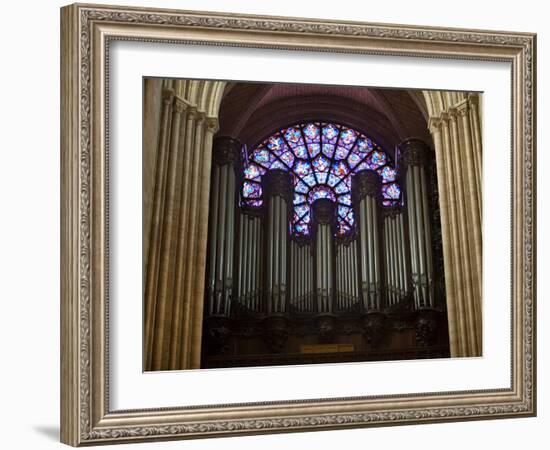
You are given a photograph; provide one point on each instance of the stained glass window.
(323, 158)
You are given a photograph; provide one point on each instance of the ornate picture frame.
(87, 31)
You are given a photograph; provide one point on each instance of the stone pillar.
(221, 243)
(277, 187)
(366, 189)
(414, 157)
(457, 138)
(174, 273)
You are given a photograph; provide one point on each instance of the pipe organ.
(249, 257)
(397, 283)
(324, 215)
(277, 186)
(258, 268)
(347, 289)
(366, 190)
(414, 154)
(221, 245)
(301, 278)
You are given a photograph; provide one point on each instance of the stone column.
(414, 157)
(174, 274)
(457, 139)
(277, 187)
(366, 189)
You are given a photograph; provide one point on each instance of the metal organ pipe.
(226, 152)
(277, 186)
(415, 155)
(366, 189)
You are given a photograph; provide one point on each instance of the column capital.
(324, 211)
(392, 211)
(278, 182)
(179, 105)
(167, 96)
(414, 152)
(225, 149)
(366, 182)
(435, 124)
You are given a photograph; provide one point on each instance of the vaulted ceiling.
(252, 111)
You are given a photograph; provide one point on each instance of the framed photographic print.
(277, 224)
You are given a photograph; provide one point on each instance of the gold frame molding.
(86, 31)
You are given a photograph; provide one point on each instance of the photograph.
(324, 228)
(276, 224)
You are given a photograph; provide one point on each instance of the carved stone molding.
(326, 326)
(426, 328)
(374, 328)
(392, 211)
(216, 334)
(366, 182)
(275, 333)
(324, 211)
(226, 150)
(414, 152)
(278, 182)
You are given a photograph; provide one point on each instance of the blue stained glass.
(342, 188)
(345, 199)
(262, 155)
(277, 165)
(321, 177)
(341, 152)
(388, 174)
(330, 132)
(333, 180)
(275, 143)
(321, 192)
(288, 158)
(299, 198)
(314, 149)
(311, 132)
(252, 172)
(364, 145)
(343, 228)
(254, 203)
(293, 135)
(339, 169)
(302, 168)
(377, 159)
(347, 137)
(328, 149)
(251, 190)
(321, 164)
(300, 151)
(302, 228)
(391, 191)
(301, 210)
(354, 158)
(301, 187)
(310, 180)
(365, 165)
(343, 210)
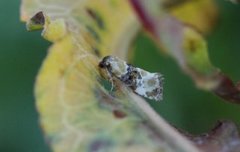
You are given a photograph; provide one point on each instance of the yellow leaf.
(77, 112)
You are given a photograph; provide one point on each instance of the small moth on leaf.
(143, 83)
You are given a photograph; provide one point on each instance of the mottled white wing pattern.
(144, 83)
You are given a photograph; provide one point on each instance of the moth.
(143, 83)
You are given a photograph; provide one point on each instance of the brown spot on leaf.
(227, 90)
(119, 114)
(38, 18)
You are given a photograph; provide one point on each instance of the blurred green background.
(184, 106)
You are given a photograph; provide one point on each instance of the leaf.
(223, 138)
(187, 47)
(77, 112)
(201, 14)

* EXERCISE AIM:
Write out only the final block of lines, starting at the line with "of the moth." and running to the end of the material.

* WRITTEN SOLUTION:
You are given a photograph; provide one point on each instance of the moth.
(143, 83)
You are given a photograph; provide one point on each instance of the brown spot on leaf.
(227, 90)
(119, 114)
(38, 18)
You are given a photograph; provide one point on each instance of the blurred green background.
(184, 106)
You are given a photograph; provide one point on each instance of the leaf.
(223, 138)
(187, 47)
(77, 112)
(201, 14)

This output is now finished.